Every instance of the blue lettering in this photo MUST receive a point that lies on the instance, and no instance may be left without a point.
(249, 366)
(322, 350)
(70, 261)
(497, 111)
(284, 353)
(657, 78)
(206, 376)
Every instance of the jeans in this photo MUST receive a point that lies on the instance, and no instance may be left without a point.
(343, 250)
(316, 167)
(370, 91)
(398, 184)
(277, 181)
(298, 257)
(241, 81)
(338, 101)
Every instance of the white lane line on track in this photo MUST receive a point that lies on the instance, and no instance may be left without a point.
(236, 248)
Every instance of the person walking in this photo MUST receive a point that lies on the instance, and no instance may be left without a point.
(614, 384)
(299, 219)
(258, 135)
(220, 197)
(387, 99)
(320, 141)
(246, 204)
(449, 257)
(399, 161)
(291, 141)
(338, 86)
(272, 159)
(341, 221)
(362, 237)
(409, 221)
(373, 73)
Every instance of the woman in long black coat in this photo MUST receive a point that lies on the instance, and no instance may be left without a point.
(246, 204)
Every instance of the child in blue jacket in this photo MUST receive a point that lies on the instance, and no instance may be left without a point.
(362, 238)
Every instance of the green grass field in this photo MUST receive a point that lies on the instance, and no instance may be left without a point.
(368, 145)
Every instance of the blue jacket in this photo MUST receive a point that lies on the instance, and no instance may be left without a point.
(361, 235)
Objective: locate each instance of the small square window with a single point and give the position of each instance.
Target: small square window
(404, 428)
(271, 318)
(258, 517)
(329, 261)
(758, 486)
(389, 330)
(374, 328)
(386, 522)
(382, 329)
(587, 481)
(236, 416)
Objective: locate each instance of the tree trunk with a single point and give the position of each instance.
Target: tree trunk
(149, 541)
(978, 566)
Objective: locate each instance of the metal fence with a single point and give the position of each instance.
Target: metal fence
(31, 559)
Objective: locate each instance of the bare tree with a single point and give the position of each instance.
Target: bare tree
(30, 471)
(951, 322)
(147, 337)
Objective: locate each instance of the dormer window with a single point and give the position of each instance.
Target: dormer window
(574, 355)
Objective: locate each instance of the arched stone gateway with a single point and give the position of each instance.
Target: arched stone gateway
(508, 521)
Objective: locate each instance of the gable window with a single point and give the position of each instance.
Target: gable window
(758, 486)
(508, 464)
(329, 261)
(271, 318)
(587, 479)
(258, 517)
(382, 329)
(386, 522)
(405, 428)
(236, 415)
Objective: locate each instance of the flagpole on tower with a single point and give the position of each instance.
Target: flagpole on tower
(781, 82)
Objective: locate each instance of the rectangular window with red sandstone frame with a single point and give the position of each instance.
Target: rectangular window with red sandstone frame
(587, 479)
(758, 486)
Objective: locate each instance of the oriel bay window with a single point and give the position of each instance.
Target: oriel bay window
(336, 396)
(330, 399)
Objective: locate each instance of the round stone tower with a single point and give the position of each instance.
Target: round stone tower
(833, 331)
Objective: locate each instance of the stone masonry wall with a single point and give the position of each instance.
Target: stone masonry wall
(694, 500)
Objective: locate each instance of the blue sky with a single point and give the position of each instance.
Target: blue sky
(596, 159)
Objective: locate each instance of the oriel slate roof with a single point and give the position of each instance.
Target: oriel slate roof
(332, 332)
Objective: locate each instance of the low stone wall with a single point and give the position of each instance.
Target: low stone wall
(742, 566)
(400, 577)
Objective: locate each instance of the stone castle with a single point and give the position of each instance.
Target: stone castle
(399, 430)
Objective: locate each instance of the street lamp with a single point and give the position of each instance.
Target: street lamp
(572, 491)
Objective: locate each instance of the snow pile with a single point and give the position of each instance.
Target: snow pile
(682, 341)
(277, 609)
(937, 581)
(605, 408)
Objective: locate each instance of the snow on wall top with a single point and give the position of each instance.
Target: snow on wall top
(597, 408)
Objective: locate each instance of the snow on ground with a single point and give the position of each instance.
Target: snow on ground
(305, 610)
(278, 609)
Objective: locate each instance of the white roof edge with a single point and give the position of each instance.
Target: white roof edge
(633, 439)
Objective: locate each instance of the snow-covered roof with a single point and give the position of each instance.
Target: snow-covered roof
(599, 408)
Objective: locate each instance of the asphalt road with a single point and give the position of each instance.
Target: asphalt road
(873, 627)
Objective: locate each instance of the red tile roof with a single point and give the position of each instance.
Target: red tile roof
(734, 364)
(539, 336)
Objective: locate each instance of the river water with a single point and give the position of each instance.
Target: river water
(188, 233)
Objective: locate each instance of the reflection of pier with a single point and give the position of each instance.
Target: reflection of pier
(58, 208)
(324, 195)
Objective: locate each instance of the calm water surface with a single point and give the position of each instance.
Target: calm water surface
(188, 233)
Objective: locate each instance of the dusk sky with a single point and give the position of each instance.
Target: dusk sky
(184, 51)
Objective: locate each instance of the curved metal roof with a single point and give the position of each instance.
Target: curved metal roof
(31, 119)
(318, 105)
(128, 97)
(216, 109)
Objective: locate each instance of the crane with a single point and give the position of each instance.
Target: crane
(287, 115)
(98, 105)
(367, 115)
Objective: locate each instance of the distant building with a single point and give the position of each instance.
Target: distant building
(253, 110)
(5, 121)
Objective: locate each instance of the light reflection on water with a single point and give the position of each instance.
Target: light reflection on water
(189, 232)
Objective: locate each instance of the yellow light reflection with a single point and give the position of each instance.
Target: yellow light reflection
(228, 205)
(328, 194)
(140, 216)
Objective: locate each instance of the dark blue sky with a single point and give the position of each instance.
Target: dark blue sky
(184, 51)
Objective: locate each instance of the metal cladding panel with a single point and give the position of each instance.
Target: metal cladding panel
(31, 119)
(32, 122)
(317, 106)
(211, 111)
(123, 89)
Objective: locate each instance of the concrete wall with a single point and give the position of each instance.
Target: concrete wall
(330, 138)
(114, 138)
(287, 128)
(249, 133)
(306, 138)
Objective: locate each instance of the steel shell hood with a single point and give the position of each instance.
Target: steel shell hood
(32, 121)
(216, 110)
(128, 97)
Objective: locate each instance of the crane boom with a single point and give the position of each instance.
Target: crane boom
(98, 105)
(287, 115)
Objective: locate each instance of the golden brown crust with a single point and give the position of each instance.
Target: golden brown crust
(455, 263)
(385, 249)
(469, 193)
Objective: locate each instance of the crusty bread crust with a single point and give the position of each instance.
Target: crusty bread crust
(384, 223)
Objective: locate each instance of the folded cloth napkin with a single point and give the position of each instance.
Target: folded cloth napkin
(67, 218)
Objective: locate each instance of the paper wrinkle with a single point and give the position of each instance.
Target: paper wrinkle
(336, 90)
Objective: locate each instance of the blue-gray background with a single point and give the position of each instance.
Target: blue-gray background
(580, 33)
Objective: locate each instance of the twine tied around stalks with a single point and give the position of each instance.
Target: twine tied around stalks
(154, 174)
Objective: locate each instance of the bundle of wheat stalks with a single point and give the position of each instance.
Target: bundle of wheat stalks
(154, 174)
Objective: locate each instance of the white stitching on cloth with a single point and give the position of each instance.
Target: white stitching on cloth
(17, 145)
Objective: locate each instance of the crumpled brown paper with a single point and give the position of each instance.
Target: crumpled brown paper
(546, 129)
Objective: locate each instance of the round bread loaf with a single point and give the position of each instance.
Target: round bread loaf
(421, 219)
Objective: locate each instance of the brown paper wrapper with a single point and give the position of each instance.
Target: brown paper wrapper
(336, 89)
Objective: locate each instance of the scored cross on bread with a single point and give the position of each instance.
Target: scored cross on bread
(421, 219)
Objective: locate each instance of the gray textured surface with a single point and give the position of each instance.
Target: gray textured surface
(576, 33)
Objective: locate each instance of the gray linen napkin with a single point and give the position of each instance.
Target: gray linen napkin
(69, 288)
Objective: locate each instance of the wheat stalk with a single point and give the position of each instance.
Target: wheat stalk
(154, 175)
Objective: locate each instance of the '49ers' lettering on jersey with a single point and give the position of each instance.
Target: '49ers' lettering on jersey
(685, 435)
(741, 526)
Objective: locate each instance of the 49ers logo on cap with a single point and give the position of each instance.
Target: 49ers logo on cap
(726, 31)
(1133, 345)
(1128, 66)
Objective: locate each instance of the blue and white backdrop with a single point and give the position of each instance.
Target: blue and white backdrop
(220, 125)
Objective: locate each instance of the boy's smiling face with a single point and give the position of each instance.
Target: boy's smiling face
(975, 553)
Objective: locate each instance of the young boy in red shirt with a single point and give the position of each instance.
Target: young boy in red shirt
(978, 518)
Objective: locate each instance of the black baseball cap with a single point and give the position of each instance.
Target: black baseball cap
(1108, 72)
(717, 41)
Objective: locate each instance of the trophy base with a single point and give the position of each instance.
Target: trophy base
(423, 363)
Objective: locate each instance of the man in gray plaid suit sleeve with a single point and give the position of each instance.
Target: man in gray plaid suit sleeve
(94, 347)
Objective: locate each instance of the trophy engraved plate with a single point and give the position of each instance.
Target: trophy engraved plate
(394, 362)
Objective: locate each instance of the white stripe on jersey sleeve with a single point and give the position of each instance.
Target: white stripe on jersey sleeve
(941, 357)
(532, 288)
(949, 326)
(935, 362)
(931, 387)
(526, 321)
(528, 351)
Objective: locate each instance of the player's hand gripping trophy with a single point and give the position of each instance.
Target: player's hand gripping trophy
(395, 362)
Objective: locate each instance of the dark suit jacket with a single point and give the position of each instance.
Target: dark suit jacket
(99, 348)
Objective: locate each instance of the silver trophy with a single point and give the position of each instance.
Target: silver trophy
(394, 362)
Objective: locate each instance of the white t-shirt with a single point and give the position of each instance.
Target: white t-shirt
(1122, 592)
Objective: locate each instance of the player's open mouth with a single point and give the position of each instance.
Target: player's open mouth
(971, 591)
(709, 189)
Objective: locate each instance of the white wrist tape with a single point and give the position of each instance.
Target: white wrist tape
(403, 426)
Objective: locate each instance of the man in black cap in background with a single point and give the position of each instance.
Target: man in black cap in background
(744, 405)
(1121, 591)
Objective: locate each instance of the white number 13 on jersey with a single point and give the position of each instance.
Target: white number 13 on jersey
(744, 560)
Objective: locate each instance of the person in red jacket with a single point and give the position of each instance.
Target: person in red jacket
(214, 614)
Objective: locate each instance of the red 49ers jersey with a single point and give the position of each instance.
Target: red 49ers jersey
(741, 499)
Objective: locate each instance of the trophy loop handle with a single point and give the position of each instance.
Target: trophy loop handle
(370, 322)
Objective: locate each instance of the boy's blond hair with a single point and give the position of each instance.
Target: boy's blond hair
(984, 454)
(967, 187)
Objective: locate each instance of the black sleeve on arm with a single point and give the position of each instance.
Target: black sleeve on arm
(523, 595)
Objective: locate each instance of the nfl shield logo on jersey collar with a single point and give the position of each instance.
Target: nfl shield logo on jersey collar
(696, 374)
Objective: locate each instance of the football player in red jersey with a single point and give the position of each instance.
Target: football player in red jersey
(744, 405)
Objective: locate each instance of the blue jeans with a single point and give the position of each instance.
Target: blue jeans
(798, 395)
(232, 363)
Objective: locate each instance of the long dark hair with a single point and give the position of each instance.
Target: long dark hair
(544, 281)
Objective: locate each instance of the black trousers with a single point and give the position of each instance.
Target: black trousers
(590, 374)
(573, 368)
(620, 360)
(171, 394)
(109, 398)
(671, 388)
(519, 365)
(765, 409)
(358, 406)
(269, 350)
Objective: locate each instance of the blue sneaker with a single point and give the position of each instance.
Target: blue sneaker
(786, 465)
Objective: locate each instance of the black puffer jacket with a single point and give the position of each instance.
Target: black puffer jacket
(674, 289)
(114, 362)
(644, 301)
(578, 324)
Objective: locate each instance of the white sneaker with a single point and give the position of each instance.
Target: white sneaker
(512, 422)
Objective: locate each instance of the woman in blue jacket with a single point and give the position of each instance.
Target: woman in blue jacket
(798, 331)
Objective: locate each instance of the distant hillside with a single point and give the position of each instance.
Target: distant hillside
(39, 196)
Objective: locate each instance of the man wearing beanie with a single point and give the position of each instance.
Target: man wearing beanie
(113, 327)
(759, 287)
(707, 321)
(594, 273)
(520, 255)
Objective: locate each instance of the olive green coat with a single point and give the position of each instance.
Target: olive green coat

▶ **WHAT THE TASK ASKS**
Output only the lines from the one holding "Objective: locate each instance of the football" through the last line above, exactly as they appear.

▶ **WRITTEN REPLY**
Objective: locate each instance of the football player in red jersey with a single point and give the position of each instance.
Target: football player in red jersey
(744, 405)
Objective: locate each instance of the blue jeans with a single point and give the position of each instance.
Target: blue jeans
(798, 395)
(232, 363)
Objective: locate each instance of the long dark hair with a single point and give the position of each instance.
Target: long dark hair
(544, 281)
Objective: locate each instance of the black trousers with a single point and give the position of each instance.
Target: black trousers
(590, 374)
(573, 368)
(620, 360)
(171, 394)
(109, 398)
(671, 388)
(519, 365)
(765, 409)
(358, 406)
(269, 350)
Objective: locate each instance of the blue sneaker with a single point and give the position of each instance.
Target: blue sneaker
(786, 465)
Objective: locate each instance of the black puffer jacket with a single point and give the position of each instance.
Target: black puffer jacket
(674, 289)
(114, 362)
(644, 301)
(578, 324)
Objective: locate each instance of the white sneaker with a single point and give the position of each instance.
Target: white sneaker
(512, 422)
Objective: locate each instance of the woman in blue jacket with a single point and give the position of each instance.
Target: woman in blue jacket
(798, 331)
Objective: locate each instance of the distant hillside with a single point and give the position of each instance.
Target: distant hillside
(39, 196)
Objective: locate each instance of the man wearing beanie with a single point and give the position of each instance.
Target: man wearing beanie
(113, 327)
(759, 287)
(707, 321)
(594, 273)
(520, 255)
Objective: locate each instance of the olive green coat with a single point and give the position of each instance.
Target: olive green coat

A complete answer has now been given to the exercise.